**** TEXTE SOURCE ****

Le canapé « Ours Polaire » : icône du design organique et du chic à la française

En 2018, le prestigieux magazine américain Architectural Digest (AD) consacré au design d'intérieur et à l'aménagement paysager présentait un reportage photo sur la villa californienne de la star américaine Jennifer Aniston. De l’autre côté de l’Atlantique, on s’extasia non pas sur les qualités architecturales de la villa, mais bien sur une pièce de mobilier design à la conception française : l’extraordinaire canapé « Ours Polaire » du décorateur française Jean Royère. On est ici obligé de dire que la star planétaire de la série Friends, ou à défaut son décorateur missionné, a bon goût, tant cette assise incarne un design organique avant-gardiste pour l’époque. Cet article revient sur cette pièce culte du design de l’immédiat après-guerre.

Intérieur de la maison californienne de la star américaine Jennifer Aniston, à droite, le canapé « Ours Polaire » de Jean Royère.
Page de la revue française MOBILIER et DÉCORATION - N° 7 de septembre-octobre 1956 -. Le canapé « Ours Polaire » se trouve au 1er plan à droite.
Canapé Modèle « Boule » Dit « Ours Polaire », design Jean Royère, 1947.

Avant de discuter des qualités esthétiques et fonctionnelles de ce canapé iconique créé au lendemain du second conflit mondial, il convient de parler de son créateur de génie. Jean Royère (1902-1981) était un designer français dont le travail a marqué le XXe siècle par son originalité et son audace esthétique. Sa carrière a débuté dans les années 1930, après avoir abandonné une carrière dans l'import-export pour se consacrer pleinement au design d'intérieur. Royère n'était pas formellement éduqué en design ou en architecture – excepté une formation dans les ateliers d’ébénisterie du Faubourg Saint-Antoine à Paris -, mais cela ne l'a pas empêché de devenir l'un des décorateurs les plus influents de son époque.

Portrait de Jean Royère, vers 1930. © Les Arts Décoratifs Paris, tous droits réservés.

Il a rapidement gagné en renommée pour ses créations qui fusionnaient fonctionnalité et fantaisie, s'éloignant des conventions avec une approche autodidacte et innovante. Ses designs étaient caractérisés par des formes organiques, des couleurs vives et une utilisation inventive des matériaux, allant du métal forgé au bois et aux textiles luxueux.

**** DONNÉES FOURNIES ****

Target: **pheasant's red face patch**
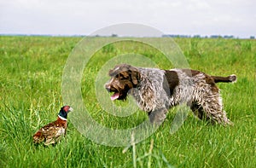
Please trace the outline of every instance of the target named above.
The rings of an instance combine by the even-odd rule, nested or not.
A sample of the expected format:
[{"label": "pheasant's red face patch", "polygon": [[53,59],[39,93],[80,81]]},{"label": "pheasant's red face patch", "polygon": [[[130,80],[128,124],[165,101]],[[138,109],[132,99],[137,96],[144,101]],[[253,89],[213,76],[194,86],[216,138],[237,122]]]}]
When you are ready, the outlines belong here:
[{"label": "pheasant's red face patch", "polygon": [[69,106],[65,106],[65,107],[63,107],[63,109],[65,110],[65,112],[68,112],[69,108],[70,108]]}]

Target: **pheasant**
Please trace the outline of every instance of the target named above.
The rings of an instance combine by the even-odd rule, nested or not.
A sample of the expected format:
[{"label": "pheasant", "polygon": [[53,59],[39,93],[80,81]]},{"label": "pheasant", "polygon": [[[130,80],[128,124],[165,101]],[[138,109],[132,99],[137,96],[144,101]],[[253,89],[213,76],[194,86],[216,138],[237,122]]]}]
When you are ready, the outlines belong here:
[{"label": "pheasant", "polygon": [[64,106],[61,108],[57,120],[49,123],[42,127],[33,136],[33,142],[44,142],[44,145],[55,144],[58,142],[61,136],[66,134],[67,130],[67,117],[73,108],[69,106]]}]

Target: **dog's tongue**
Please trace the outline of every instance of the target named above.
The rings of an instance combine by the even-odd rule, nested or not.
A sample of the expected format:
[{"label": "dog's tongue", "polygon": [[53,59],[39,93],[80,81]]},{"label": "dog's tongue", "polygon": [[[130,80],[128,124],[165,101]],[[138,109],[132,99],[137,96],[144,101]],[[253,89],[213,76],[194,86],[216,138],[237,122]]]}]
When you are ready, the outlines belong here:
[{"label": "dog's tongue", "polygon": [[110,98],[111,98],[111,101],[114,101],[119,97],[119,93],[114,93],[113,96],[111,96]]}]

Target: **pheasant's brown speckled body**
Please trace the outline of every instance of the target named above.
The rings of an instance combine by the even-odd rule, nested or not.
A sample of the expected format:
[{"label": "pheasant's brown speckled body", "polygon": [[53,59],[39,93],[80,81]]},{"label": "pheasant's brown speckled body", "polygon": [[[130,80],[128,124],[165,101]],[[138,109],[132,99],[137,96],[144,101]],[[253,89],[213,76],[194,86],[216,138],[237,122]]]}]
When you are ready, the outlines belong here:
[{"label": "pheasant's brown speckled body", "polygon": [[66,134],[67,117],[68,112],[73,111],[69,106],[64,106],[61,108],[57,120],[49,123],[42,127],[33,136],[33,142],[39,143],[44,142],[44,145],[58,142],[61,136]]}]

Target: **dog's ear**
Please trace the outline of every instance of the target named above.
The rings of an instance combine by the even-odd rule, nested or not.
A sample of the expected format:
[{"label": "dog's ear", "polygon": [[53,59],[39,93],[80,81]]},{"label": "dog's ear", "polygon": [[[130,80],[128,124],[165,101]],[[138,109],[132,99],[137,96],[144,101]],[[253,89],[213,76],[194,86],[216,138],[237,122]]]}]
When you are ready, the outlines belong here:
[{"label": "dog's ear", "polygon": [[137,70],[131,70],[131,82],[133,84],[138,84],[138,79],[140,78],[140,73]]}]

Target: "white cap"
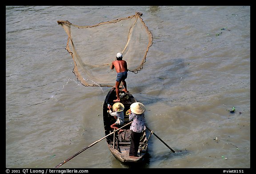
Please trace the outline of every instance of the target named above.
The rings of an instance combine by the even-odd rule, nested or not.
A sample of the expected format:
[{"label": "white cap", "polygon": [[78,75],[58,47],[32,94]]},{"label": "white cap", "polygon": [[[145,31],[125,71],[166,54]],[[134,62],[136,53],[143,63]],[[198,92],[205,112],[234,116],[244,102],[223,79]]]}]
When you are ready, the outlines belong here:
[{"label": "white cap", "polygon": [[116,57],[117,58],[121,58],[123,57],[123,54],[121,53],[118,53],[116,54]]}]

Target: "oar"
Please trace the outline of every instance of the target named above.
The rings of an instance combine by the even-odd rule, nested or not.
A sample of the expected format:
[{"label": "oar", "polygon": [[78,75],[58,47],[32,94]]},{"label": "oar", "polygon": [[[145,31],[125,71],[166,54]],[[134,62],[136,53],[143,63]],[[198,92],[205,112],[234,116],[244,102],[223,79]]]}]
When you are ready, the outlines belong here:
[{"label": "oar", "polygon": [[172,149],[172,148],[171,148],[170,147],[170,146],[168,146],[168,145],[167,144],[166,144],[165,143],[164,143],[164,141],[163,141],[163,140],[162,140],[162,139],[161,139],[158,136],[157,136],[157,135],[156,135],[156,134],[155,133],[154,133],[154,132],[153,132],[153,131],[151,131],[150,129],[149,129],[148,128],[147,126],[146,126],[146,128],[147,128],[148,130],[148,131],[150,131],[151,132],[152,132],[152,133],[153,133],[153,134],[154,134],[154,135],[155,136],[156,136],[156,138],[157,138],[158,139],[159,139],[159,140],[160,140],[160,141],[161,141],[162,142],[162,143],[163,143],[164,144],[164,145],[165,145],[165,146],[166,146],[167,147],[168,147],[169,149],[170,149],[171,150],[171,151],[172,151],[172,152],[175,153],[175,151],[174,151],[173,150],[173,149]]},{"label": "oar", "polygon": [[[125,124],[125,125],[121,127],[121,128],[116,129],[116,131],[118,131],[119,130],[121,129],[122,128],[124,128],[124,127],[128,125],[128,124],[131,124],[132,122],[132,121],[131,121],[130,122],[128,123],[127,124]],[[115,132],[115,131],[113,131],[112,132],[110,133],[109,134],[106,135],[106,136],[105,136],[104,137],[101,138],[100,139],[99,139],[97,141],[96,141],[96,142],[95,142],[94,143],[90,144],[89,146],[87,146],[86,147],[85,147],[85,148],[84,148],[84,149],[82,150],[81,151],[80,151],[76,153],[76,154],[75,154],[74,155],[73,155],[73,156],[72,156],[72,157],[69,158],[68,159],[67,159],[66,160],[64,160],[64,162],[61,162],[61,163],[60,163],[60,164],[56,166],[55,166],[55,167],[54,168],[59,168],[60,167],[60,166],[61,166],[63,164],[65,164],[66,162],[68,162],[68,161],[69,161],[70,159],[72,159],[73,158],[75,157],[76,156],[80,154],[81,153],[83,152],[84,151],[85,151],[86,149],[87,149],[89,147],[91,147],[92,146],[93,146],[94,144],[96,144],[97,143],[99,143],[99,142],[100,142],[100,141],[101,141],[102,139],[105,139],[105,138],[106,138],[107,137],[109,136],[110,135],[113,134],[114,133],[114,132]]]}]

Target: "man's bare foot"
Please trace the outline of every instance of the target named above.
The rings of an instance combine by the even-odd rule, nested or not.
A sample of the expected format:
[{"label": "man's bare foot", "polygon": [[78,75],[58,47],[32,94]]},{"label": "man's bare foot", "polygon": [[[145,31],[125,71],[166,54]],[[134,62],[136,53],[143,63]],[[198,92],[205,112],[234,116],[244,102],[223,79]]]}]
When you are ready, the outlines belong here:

****

**PARTIES DE L'EXERCICE**
**A)** Citez tous les matériaux que, selon l'article sur le canapé « Ours Polaire », Jean Royère utilisait dans ses créations.
**B)** Restituez, s'il vous plaît, tout le passage de l'article sur le canapé « Ours Polaire », depuis « Avant de discuter » jusqu'à « de son époque. ».
Les entrées n'ont aucun lien avec l'article.

**RÉPONSES AUX CONSIGNES**
**A)**
- le métal forgé
- le bois
- les textiles luxueux

**B)**
Avant de discuter des qualités esthétiques et fonctionnelles de ce canapé iconique créé au lendemain du second conflit mondial, il convient de parler de son créateur de génie. Jean Royère (1902-1981) était un designer français dont le travail a marqué le XXe siècle par son originalité et son audace esthétique. Sa carrière a débuté dans les années 1930, après avoir abandonné une carrière dans l'import-export pour se consacrer pleinement au design d'intérieur. Royère n'était pas formellement éduqué en design ou en architecture – excepté une formation dans les ateliers d’ébénisterie du Faubourg Saint-Antoine à Paris -, mais cela ne l'a pas empêché de devenir l'un des décorateurs les plus influents de son époque.